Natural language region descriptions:
··········

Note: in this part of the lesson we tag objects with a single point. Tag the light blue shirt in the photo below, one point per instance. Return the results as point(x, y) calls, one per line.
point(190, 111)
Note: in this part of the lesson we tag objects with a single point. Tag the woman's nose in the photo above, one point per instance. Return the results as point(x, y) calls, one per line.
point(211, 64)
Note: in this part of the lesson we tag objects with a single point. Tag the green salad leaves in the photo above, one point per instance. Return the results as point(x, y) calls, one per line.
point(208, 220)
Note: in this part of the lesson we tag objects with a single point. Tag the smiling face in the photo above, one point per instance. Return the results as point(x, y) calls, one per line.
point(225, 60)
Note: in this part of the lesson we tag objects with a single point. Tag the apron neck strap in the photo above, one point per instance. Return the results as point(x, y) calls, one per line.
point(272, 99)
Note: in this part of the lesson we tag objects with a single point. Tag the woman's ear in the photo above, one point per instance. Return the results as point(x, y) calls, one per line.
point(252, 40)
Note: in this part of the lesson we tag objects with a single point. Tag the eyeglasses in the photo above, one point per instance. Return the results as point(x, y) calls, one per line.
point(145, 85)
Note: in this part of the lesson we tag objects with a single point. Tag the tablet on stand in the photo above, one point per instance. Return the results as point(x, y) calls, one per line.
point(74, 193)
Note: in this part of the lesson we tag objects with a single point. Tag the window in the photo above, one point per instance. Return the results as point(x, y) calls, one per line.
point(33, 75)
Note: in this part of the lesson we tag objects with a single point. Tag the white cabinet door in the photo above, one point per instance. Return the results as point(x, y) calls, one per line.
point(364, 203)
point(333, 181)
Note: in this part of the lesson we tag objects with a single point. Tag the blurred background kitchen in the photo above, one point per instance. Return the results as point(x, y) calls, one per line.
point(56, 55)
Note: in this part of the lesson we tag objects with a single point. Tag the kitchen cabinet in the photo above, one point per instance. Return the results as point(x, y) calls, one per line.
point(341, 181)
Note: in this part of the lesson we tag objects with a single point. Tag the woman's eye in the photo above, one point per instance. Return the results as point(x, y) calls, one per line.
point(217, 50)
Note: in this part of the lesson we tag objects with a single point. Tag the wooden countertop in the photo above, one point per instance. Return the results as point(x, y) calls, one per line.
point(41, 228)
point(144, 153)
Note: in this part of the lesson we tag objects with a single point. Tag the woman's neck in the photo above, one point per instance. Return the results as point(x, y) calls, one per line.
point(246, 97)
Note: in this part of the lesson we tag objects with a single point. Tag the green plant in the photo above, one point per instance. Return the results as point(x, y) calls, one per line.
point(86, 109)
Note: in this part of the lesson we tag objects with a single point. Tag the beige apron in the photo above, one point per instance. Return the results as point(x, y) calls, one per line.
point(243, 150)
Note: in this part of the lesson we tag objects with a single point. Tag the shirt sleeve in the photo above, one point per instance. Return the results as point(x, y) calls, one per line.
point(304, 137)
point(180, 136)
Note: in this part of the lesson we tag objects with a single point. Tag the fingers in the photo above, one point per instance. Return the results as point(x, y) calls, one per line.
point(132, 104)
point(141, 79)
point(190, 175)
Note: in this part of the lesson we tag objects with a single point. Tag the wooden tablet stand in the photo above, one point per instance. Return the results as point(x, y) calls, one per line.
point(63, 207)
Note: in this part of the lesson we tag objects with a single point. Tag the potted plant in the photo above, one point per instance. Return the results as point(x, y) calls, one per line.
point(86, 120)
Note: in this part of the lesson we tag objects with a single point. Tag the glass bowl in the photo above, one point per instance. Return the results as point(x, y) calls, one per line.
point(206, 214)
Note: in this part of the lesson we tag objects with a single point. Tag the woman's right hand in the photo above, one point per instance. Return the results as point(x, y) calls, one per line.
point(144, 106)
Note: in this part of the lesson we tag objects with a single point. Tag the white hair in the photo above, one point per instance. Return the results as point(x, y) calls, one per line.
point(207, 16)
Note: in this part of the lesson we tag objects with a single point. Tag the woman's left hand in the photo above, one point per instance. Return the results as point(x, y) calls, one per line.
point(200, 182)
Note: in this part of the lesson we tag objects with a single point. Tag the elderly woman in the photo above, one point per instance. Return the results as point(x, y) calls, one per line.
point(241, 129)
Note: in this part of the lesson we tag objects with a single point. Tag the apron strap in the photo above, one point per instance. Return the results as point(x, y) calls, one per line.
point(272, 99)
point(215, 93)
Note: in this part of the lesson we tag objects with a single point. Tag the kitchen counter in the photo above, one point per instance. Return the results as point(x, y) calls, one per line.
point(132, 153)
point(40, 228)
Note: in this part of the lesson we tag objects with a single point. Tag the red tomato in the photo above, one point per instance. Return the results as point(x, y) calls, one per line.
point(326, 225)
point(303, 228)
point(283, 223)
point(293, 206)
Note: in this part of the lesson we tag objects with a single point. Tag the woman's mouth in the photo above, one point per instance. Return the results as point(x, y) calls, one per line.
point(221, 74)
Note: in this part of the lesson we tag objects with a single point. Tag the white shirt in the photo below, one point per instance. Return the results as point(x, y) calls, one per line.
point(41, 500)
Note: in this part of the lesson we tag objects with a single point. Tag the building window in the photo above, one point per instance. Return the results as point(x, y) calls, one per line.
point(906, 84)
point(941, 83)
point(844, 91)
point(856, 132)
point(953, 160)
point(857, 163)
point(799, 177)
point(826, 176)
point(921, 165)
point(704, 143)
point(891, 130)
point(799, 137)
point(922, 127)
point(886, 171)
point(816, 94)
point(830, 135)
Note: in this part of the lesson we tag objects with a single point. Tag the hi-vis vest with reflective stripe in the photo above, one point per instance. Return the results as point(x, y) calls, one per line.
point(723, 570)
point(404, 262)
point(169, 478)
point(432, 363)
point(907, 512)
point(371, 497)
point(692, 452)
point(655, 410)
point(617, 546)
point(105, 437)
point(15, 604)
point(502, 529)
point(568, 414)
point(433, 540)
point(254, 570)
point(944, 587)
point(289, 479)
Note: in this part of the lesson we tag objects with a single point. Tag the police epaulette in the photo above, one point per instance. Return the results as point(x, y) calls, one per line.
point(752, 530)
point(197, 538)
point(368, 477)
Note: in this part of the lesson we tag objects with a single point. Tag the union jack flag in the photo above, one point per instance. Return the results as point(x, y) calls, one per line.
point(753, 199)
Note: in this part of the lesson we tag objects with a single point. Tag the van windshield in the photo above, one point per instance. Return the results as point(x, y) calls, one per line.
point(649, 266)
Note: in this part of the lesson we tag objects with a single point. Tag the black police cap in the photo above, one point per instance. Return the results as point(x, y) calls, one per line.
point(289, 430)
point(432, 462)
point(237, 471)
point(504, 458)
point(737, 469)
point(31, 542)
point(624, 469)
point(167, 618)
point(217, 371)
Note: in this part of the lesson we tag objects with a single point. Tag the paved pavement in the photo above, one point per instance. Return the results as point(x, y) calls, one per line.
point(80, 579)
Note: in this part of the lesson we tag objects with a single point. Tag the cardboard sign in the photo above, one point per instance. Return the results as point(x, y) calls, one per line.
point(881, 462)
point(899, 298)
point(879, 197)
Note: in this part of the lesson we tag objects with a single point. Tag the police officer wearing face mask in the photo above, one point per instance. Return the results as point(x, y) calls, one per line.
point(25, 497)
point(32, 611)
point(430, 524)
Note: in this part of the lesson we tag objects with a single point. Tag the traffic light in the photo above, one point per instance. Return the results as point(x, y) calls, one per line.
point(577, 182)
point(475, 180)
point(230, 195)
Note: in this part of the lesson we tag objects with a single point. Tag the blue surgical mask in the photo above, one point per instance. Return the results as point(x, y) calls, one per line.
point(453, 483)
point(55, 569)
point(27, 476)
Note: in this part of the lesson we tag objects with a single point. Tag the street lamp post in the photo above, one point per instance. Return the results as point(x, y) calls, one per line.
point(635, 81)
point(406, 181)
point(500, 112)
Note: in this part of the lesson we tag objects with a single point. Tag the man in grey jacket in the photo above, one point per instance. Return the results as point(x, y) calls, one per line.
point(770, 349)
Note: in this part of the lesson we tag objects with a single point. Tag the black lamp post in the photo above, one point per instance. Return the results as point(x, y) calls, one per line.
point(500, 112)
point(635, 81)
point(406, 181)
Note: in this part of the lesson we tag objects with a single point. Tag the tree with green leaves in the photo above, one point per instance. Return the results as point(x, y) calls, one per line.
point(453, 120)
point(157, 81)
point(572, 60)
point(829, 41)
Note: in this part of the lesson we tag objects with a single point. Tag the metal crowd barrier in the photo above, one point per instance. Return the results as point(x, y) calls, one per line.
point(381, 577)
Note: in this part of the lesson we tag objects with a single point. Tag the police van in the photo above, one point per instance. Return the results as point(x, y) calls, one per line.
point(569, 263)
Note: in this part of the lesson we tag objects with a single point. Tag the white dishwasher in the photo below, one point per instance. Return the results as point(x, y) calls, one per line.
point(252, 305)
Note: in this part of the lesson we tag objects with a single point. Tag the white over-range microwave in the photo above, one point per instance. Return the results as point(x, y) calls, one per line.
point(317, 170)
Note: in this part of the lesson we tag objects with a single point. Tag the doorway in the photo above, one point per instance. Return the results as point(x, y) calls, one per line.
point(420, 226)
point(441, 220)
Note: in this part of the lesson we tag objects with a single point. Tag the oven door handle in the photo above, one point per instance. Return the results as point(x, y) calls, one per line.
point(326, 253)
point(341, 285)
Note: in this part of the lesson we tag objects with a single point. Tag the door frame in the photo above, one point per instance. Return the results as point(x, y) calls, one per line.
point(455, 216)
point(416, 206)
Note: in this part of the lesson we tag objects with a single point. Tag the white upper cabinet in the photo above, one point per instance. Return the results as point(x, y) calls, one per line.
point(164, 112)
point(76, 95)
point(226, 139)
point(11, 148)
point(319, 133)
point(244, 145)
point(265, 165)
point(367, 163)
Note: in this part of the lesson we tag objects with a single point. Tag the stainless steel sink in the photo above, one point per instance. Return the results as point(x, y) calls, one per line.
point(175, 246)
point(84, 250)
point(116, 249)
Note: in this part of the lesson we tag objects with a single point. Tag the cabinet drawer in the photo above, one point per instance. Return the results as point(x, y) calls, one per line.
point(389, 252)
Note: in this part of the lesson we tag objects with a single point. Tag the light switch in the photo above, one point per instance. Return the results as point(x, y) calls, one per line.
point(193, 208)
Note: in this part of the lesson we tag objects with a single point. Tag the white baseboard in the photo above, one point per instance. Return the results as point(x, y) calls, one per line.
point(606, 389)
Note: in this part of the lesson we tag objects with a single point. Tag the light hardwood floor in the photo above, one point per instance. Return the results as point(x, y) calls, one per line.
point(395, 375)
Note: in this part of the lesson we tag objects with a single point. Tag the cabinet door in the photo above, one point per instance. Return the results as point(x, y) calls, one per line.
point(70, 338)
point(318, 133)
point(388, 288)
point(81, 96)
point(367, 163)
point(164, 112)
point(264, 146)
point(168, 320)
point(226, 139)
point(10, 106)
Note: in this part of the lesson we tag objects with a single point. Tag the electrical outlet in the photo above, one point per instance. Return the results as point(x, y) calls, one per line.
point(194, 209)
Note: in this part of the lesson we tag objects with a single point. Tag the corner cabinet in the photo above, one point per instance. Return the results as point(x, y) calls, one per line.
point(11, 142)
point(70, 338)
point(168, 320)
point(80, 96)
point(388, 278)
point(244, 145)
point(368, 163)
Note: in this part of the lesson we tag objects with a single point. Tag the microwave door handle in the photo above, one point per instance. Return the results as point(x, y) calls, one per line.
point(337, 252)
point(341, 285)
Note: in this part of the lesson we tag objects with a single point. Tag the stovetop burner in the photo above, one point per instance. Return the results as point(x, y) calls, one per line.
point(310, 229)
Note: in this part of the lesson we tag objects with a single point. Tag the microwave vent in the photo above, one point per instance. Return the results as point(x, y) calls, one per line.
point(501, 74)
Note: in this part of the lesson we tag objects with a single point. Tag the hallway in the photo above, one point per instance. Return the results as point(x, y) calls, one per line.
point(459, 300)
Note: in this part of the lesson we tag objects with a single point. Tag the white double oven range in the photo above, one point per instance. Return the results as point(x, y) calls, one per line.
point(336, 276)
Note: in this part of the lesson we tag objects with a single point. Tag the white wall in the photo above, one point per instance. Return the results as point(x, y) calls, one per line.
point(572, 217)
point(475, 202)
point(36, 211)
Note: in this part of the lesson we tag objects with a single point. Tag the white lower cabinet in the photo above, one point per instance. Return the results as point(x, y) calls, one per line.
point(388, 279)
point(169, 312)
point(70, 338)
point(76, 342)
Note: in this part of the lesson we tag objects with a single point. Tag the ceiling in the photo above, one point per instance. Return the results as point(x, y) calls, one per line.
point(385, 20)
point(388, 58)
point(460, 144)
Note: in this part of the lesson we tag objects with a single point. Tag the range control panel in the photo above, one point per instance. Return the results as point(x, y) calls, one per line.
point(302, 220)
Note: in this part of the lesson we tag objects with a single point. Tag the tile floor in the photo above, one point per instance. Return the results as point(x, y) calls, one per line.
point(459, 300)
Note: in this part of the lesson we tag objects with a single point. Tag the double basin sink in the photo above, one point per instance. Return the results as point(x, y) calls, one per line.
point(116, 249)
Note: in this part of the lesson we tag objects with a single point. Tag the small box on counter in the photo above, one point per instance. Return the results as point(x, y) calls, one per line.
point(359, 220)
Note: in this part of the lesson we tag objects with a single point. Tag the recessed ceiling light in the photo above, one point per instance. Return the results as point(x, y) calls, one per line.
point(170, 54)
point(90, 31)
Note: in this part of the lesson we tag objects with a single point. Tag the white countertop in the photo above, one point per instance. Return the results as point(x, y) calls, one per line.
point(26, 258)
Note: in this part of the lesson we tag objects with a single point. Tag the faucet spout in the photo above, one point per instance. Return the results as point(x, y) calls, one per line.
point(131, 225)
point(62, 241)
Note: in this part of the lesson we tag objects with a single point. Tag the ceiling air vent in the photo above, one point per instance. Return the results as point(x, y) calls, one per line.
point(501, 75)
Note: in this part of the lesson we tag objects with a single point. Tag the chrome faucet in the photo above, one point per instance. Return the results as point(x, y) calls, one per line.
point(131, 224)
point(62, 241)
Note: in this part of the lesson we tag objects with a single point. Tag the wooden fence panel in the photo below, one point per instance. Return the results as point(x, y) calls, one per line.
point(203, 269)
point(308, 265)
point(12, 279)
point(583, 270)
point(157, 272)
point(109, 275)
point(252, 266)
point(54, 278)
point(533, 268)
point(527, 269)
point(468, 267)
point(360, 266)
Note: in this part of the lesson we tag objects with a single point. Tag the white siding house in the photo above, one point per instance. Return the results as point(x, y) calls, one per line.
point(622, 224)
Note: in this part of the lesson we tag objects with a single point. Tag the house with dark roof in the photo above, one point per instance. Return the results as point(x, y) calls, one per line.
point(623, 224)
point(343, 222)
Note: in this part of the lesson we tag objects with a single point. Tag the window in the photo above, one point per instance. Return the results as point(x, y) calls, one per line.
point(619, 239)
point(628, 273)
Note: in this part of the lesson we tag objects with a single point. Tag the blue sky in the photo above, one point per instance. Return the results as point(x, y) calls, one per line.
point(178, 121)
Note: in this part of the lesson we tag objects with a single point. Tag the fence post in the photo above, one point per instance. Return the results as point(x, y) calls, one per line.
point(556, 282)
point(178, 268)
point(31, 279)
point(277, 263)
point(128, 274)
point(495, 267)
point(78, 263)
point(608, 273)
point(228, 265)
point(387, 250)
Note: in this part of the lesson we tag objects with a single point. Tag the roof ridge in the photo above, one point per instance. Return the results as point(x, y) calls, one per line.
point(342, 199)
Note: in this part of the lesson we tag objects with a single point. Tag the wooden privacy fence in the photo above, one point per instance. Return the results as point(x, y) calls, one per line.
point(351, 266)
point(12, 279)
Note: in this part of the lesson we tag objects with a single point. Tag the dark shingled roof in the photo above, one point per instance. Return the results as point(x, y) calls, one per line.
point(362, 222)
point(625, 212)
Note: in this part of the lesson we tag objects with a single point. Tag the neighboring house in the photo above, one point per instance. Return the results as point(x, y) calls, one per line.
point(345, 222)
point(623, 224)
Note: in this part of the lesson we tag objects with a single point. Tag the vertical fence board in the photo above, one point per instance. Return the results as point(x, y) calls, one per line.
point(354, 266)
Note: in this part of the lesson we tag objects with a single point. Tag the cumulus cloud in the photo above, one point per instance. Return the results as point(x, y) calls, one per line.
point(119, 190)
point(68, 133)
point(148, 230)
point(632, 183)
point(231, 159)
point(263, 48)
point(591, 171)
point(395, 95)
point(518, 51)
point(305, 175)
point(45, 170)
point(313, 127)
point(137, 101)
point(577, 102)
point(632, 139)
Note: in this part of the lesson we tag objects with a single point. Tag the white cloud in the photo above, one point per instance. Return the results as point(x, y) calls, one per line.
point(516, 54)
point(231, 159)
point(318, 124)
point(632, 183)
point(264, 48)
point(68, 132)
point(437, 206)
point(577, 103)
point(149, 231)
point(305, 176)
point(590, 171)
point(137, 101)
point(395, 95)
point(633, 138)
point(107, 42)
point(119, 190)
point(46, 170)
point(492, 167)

··········

Set down, unchanged, the line that contains "the white cloud" together with every later line in the records, through the last one.

• Solved problem:
Note: in this part of the lesson we tag objects with a single point. Tag the white cloud in the photo above, one point per instance. Return the results as point(x, y) calls, one per line.
point(516, 54)
point(231, 159)
point(318, 124)
point(632, 183)
point(264, 48)
point(68, 132)
point(437, 206)
point(577, 103)
point(149, 231)
point(305, 176)
point(590, 171)
point(137, 101)
point(395, 95)
point(633, 138)
point(107, 42)
point(119, 190)
point(46, 170)
point(492, 167)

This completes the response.